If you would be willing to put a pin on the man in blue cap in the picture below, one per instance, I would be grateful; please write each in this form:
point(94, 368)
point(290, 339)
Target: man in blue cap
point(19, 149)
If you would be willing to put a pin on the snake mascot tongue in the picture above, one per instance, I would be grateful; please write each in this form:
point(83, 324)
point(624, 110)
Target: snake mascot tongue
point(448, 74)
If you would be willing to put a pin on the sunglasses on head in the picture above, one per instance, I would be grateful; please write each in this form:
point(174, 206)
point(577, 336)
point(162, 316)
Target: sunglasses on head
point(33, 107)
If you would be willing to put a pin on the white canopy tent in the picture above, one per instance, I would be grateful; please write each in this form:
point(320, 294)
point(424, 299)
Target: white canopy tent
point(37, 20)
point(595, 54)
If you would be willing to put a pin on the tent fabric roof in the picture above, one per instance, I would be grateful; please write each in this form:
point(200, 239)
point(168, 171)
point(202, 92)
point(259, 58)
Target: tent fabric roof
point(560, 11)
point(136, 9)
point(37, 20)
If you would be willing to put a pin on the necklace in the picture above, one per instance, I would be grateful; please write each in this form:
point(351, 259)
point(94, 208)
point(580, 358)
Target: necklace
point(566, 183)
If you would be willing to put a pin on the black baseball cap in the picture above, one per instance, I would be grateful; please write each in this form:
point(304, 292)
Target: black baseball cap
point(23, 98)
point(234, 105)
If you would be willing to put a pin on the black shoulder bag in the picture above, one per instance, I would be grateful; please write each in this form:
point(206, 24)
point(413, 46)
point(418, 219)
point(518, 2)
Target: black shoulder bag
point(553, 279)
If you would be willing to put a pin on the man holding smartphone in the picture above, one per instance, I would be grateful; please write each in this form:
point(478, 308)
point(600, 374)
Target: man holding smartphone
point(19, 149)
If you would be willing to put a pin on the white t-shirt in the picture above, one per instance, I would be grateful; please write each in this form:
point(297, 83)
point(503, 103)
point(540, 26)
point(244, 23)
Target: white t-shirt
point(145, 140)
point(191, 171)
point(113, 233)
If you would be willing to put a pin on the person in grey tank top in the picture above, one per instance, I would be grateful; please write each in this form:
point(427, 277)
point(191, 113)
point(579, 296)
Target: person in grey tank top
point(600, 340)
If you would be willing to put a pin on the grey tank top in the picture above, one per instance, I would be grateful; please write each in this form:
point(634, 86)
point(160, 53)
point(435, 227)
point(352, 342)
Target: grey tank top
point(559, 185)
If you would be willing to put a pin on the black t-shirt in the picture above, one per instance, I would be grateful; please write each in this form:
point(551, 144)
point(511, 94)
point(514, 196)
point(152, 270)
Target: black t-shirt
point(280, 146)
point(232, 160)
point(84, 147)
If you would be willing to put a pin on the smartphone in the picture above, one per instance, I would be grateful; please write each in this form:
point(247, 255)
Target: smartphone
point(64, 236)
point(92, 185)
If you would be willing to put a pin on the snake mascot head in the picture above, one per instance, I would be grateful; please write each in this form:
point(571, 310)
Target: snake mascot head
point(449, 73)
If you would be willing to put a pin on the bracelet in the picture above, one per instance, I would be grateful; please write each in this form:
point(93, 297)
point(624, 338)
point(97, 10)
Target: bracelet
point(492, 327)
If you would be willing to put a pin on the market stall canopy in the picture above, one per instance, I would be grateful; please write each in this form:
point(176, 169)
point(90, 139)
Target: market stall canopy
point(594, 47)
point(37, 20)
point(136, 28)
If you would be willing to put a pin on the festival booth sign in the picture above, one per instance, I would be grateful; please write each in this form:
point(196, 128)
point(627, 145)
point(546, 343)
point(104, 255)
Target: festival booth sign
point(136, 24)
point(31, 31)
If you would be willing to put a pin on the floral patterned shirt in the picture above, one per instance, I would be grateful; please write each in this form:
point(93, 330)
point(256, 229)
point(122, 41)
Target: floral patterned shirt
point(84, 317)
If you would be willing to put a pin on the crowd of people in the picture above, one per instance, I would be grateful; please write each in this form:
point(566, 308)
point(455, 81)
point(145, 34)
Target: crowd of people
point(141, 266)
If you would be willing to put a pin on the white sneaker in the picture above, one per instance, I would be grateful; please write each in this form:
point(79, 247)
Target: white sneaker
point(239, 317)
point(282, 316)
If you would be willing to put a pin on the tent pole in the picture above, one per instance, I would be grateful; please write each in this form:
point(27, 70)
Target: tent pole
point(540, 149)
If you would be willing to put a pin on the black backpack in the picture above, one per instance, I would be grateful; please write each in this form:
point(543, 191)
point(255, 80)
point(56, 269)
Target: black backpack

===

Brief –
Please copy every one of the lines above, keeping each word and character unchanged.

Response to the task –
If you would be willing to put a pin on the man in blue cap in the picture below, one per instance, I would be grateful; please write each in this form:
point(94, 368)
point(290, 339)
Target: man in blue cap
point(19, 149)
If you would be willing to put a pin on the snake mascot tongue in the picture above, one per instance, I would be grateful; please write each in this form:
point(83, 324)
point(624, 110)
Target: snake mascot tongue
point(448, 74)
If you would be willing to put a pin on the sunglasses on head in the picture above, one per instance, I would be grateful; please write each in this form:
point(174, 206)
point(577, 336)
point(162, 316)
Target: sunglasses on head
point(33, 107)
If you would be willing to put a pin on the white canopy tent in the picture above, one per instance, I would be grateful; please write each in this form:
point(320, 294)
point(424, 299)
Target: white canopy tent
point(37, 20)
point(595, 54)
If you would be willing to put a pin on the tent fabric roof in the picture above, one per instance, I would be grateful; please write each in this form:
point(200, 239)
point(168, 171)
point(202, 92)
point(259, 58)
Target: tent fabric roof
point(560, 11)
point(136, 9)
point(37, 20)
If you would be willing to put a pin on the necklace in the picture above, one per instance, I would be grateful; please write each in this form:
point(351, 259)
point(94, 208)
point(580, 358)
Target: necklace
point(566, 183)
If you would be willing to put a pin on the black baseball cap in the picture above, one per instance, I would be grateful; please write each in this form:
point(304, 292)
Target: black baseball cap
point(23, 98)
point(234, 105)
If you would be willing to put a pin on the black shoulder bag in the picture above, one per instance, I would be grateful; please write each in this form:
point(206, 24)
point(413, 46)
point(418, 219)
point(518, 2)
Target: black shoulder bag
point(553, 279)
If you would be willing to put a pin on the man holding smartphone in the picture above, one per instance, I would be grateful; please write each in this form:
point(478, 308)
point(600, 374)
Target: man holding smartphone
point(19, 149)
If you would be willing to put a pin on the white t-shirt in the picture above, one per instance, I would be grateful; please write each in this form:
point(297, 83)
point(503, 103)
point(540, 26)
point(244, 23)
Target: white t-shirt
point(145, 140)
point(191, 171)
point(113, 233)
If you would be willing to put a pin on the person in grey tank top in the picture above, one per instance, I would be grateful; please write each in this form:
point(427, 277)
point(191, 113)
point(579, 296)
Target: person in grey tank top
point(600, 340)
If you would be willing to put a pin on the grey tank top in the picture above, one per instance, I would be grateful; please write each in this form:
point(634, 86)
point(160, 53)
point(435, 227)
point(352, 342)
Target: grey tank top
point(559, 185)
If you would be willing to put a pin on the black t-shirt in the picture above, one per instance, I would be grateful; please write each in this form:
point(551, 144)
point(511, 94)
point(514, 196)
point(152, 270)
Target: black t-shirt
point(280, 146)
point(232, 160)
point(84, 147)
If you would be willing to put a pin on the smartphone in the picture above, one per instance, I would be grateful; please write each in this form:
point(247, 255)
Target: smartphone
point(64, 236)
point(92, 185)
If you would be willing to put a pin on the snake mascot head in the picture above, one per instance, I would be grateful; please write each in this form:
point(571, 310)
Target: snake mascot head
point(449, 73)
If you would be willing to put a pin on the bracelet in the picture above, one per instance, I would be grateful; please write each in this form:
point(93, 297)
point(624, 338)
point(97, 10)
Target: bracelet
point(492, 327)
If you would be willing to put a pin on the market stall canopy in the picture above, one per instance, I would be grateful; please write each in this form:
point(176, 169)
point(90, 139)
Target: market stall canopy
point(594, 47)
point(37, 20)
point(136, 28)
If you would be willing to put a pin on the festival booth sign in the picture above, one per instance, I would be grateful; please write each in this form:
point(196, 128)
point(627, 145)
point(546, 343)
point(104, 255)
Target: festival booth sign
point(136, 24)
point(31, 31)
If you would be willing to put a pin on the floral patterned shirt in the picture above, one per instance, I would be grateful; please write each in this form:
point(93, 330)
point(256, 229)
point(122, 41)
Target: floral patterned shirt
point(84, 317)
If you would be willing to put a pin on the crowd of people in the picture above, one per instance, I would be grateful; please write each in this form:
point(566, 308)
point(455, 81)
point(145, 34)
Target: crowd of people
point(141, 266)
If you would be willing to put a pin on the white sneaker in the picture above, one per instance, I would be grateful; please write each in this form:
point(79, 247)
Target: white sneaker
point(239, 317)
point(282, 316)
If you would be willing to put a pin on the tent pole in the picture above, one per instance, I would be grateful; please write each in this form:
point(27, 70)
Target: tent pole
point(540, 149)
If you would be willing to put a pin on the black backpack in the picture above, one per instance, I would be grateful; please write each in this form:
point(543, 191)
point(255, 80)
point(56, 269)
Target: black backpack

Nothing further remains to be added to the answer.